Avevamo lasciato il commissario, nato dalla penna dell’autore siciliano Francesco Bozzi, indispettito dalle scritte sui muri in “L’assassinio scrive 800A. Le iraconde indagini del commissario Mineo” e ritroviamo ancora Saverio Mineo a caccia dell’untore nel nuovo noir “Il giallo del gallo” (Solferino 2021). Il mistero si infittisce perché a Cinisi e Terrasini le imbarazzanti parole sono indirizzate alla polizia e, sempre più, allo stesso commissario; l’occulta regia va smascherata a costo di trascurare i prossimi casi. «L’omicidio è un problema secondario – sentenzia Mineo – tanto ormai quello è morto... c’è il problema più serio: le scritte… Da quando sono apparse queste scritte a Cinisi e Terrasini è successo di tutto... Omicidi e latitanti come se piovesse. Prima erano due paesi tranquilli, solo mafia e basta!». Nelle ultime pagine l’enigma si scioglierà ma i nuovi omicidi dei tre, ariosi, capitoli “Il giallo del gallo”, “L’ultima soffiata” e “Mineo e il vampiro”, costringeranno il commissario più indolente che la Sicilia abbia mai visto, a chiudere, suo malgrado, la Gazzetta dello Sport sospendendo la rituale e adorata lettura, in quell’ufficio in cui vorrebbe stare senza i pensieri del detective ma solo con le preoccupazioni di un impiegato regionale.
Ci porta dentro la scena Bozzi e questo è lo stigma del narratore ormai sicuro; lui autore di teatro e televisione (autore storico di Fiorello) dove la parola è resa evidente dall’immagine, qui nei libri, da scrittore, accompagna e orienta lo sguardo di chi legge. E lo fa con maestria e disinvoltura e con uno stile asciutto, scevro da estetismi letterari, avvezzo com’è alla lettura dei grandi maestri giallisti. Ne “Il giallo del gallo”, ambientato in Sicilia, come nel precedente libro, resta immutata la geografia dei luoghi, l’ordito della narrazione ma le storie sono nuove e decisamente ispirate e i personaggi attinti alla realtà. L’autore infatti rimescola ed elabora in modo creativo le informazioni registrate nella sua memoria: come nel primo volume ha fatto morire veri amici suoi, quei “fa morire” Pucci che è realmente pittore geniale, raffinato e amico suo, insomma ha bisogno di verità Bozzi per nutrire la sua fantasia.

MATERIALE PRESENTATO –
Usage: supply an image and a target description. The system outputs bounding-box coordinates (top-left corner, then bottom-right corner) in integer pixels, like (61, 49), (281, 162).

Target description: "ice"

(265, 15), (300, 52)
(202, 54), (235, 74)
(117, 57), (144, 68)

CONSEGNE –
- A) Secondo il testo dell'esercizio, perché nel nuovo romanzo «il mistero si infittisce»? Rispondi in una o due frasi.
- B) Rispondi alle seguenti domande sul testo dell'esercizio, una per riga:
(i) Con quale editore e in che anno è uscito «Il giallo del gallo»?
(ii) Di chi è stato autore storico Bozzi in televisione?
(iii) Che mestiere fa Pucci?

RISPOSTE IN ORDINE –
- A) Il mistero si infittisce perché a Cinisi e Terrasini le scritte imbarazzanti sono rivolte alla polizia e, sempre di più, allo stesso commissario Mineo.

- B)
(i) Solferino, 2021.
(ii) Di Fiorello.
(iii) È pittore.